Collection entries
---------------
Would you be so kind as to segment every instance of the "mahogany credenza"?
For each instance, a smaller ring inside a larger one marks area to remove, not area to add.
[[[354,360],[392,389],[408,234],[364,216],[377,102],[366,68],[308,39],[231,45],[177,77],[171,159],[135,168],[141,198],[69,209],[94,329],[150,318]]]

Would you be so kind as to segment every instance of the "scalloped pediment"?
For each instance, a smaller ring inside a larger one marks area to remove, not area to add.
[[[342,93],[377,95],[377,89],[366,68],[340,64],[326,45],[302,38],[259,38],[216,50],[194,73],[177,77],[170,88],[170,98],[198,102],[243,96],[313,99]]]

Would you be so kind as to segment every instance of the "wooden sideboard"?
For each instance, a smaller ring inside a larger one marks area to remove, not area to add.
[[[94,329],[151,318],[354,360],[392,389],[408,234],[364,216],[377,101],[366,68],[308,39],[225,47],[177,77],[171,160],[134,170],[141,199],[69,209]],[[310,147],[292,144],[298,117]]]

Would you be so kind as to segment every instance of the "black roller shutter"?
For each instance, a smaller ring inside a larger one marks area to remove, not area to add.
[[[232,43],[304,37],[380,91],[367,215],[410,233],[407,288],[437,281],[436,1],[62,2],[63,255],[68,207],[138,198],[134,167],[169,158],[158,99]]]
---------------
> Exercise objective
The entries above are to be output exactly as they appear.

> Result of the exercise
Would you be so kind as to segment every instance of the "mahogany credenza"?
For each instance, a smaller ring inside a larger one marks area to remove, not area to add.
[[[354,360],[392,389],[408,234],[364,216],[377,102],[366,68],[308,39],[231,45],[177,77],[171,159],[135,168],[141,198],[69,209],[94,329],[150,318]]]

Would you be so kind as to segment every instance of the "scalloped pediment"?
For each instance, a smaller ring inside a larger one marks area to remove, not area to add.
[[[342,93],[377,95],[377,89],[366,68],[340,64],[326,45],[302,38],[259,38],[216,50],[194,73],[177,77],[170,88],[170,98],[198,102],[243,96],[313,99]]]

Would you be so kind as to segment every instance of the "wooden sideboard"?
For each instance, a smaller ring inside a larger one marks area to remove, not area to add.
[[[94,329],[151,318],[354,360],[392,389],[408,234],[364,216],[377,101],[366,68],[308,39],[225,47],[177,77],[171,160],[134,170],[141,199],[69,209]],[[310,147],[292,144],[298,117]]]

Would you be so kind as to segment every instance of the "black roller shutter"?
For each instance, a smaller ring inside a larger one marks area to remove, not area to add.
[[[232,43],[304,37],[380,91],[367,215],[410,233],[407,288],[437,281],[436,1],[62,2],[63,255],[68,207],[138,198],[134,167],[169,158],[158,99]]]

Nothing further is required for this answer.